■ Extracted entries
·····
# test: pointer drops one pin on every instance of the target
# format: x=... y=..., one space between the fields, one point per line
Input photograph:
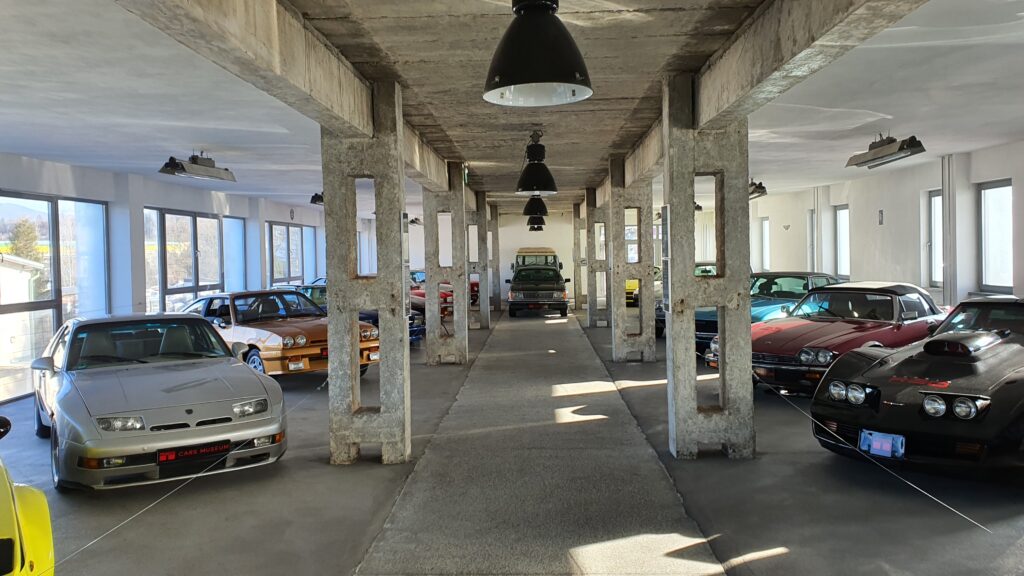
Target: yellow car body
x=26 y=536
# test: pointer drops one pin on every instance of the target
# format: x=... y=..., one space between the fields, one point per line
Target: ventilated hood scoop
x=961 y=343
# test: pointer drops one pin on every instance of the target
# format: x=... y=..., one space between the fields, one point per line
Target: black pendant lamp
x=537 y=63
x=535 y=207
x=536 y=178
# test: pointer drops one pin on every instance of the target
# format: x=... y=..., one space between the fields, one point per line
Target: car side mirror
x=239 y=348
x=44 y=364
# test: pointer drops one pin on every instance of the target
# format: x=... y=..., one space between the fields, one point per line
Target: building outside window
x=843 y=242
x=935 y=256
x=996 y=237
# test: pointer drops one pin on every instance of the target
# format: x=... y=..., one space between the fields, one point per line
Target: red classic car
x=794 y=353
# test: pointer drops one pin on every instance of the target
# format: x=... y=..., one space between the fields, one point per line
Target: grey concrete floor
x=539 y=468
x=797 y=508
x=300 y=516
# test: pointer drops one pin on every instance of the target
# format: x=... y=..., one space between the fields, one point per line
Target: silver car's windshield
x=991 y=318
x=94 y=345
x=846 y=305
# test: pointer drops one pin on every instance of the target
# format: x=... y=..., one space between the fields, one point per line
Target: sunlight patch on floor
x=646 y=553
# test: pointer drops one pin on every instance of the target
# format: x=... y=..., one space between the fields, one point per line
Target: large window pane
x=295 y=252
x=208 y=239
x=935 y=238
x=25 y=243
x=152 y=219
x=235 y=254
x=24 y=336
x=996 y=238
x=83 y=258
x=179 y=251
x=279 y=249
x=843 y=241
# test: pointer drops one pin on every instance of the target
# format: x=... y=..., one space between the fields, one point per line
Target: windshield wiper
x=111 y=358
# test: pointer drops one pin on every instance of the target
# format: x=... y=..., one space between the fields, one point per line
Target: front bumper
x=141 y=452
x=933 y=448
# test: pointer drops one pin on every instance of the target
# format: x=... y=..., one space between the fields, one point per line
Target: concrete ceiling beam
x=782 y=45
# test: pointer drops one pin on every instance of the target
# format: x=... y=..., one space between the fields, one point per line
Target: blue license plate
x=881 y=444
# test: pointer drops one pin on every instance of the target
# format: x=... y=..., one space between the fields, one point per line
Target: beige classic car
x=286 y=332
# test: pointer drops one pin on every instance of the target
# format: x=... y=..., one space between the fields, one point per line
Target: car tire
x=42 y=428
x=255 y=361
x=58 y=484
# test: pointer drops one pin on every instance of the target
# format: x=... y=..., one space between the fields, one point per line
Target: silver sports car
x=143 y=399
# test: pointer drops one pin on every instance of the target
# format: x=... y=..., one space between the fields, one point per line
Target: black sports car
x=956 y=397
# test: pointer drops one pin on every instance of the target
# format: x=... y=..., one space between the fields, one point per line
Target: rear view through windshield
x=538 y=275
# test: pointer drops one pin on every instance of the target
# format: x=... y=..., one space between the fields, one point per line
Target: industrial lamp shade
x=536 y=178
x=537 y=62
x=535 y=207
·····
■ Goal
Set down the material above as is, without any pictures.

■ Exercise solution
# test: pointer drops one pin on every instance of the target
# format: x=... y=..., one space between the fields, one point per line
Input photograph:
Target: yellow car body
x=26 y=536
# test: pointer drops one pin on every instance of the target
# format: x=... y=..., one space between the fields, one point per line
Target: ventilated hood scoop
x=961 y=343
# test: pointer drops one pin on every instance of the target
# format: x=... y=..., one space between the fields, one point per line
Target: black pendant lamp
x=537 y=63
x=535 y=207
x=536 y=178
# test: pointer drops one pin on every instance of the target
# format: x=... y=..., one space between the fields, one point per line
Target: car side mirror
x=239 y=348
x=44 y=364
# test: pointer drops one pin on every instance of the target
# format: x=... y=..., one space between the fields, one point per line
Target: building outside window
x=843 y=242
x=935 y=256
x=996 y=237
# test: pointer drops one pin on every instance of the target
# format: x=... y=..., one space between the fields, one point per line
Target: red classic car
x=794 y=353
# test: pointer drops one pin on every instance of the target
# format: x=... y=..., one space between the fields, one point per line
Target: grey concrete floor
x=539 y=468
x=797 y=508
x=300 y=516
# test: pointer drops one pin on every instance of the target
# format: x=... y=..., one space between the fields, one point per line
Target: silver car's windshield
x=991 y=318
x=94 y=345
x=846 y=305
# test: pointer drops one pin on every instance of the target
# format: x=... y=..., one space between the fields, one point per line
Target: sunlight patch on floor
x=646 y=553
# test: pointer drops one pin on every instance of the target
# format: x=... y=..., one space between the fields, one point per line
Target: large window pane
x=295 y=252
x=208 y=239
x=935 y=238
x=25 y=243
x=152 y=219
x=235 y=254
x=24 y=336
x=996 y=238
x=83 y=258
x=179 y=251
x=279 y=249
x=843 y=241
# test: pointer drops one pin on every instance of the target
# format: x=... y=..., one space between the fields, one point per line
Target: windshield wiper
x=111 y=358
# test: pointer drops one pin on every instance of the target
# format: x=... y=..., one space between the fields, one point per line
Target: front bumper
x=141 y=452
x=933 y=448
# test: pointer drops one pin on every instance of the target
# format: x=... y=..., one space between the fields, one point per line
Target: concrete ceiling beam
x=782 y=45
# test: pointer drops one pin on every instance of the target
# format: x=... y=..., one space between the fields, one point per line
Target: blue license plate
x=881 y=444
# test: pointer drops one pin on every instance of the target
# format: x=... y=..., one space between the fields, one point per line
Target: beige classic car
x=286 y=332
# test: pointer drops one pin on every instance of the target
# format: x=... y=..., one space between the fields, one point per line
Target: car tire
x=42 y=428
x=255 y=361
x=58 y=484
# test: pointer drops one pin on every instance of the target
# format: x=... y=..., one space between the fields, one point per line
Target: silver sports car
x=143 y=399
# test: pointer drops one pin on every instance of the target
# format: x=... y=..., one space between the fields, one point per line
Target: black sports car
x=956 y=397
# test: pointer drops one pin on every instance of the target
# format: x=... y=..., one space between the fields, one point per line
Target: rear view through windshield
x=538 y=275
# test: pointer drops one pin on every instance of the target
# format: x=... y=..., one space between the fields, one point per line
Target: industrial lamp shade
x=536 y=178
x=537 y=62
x=535 y=207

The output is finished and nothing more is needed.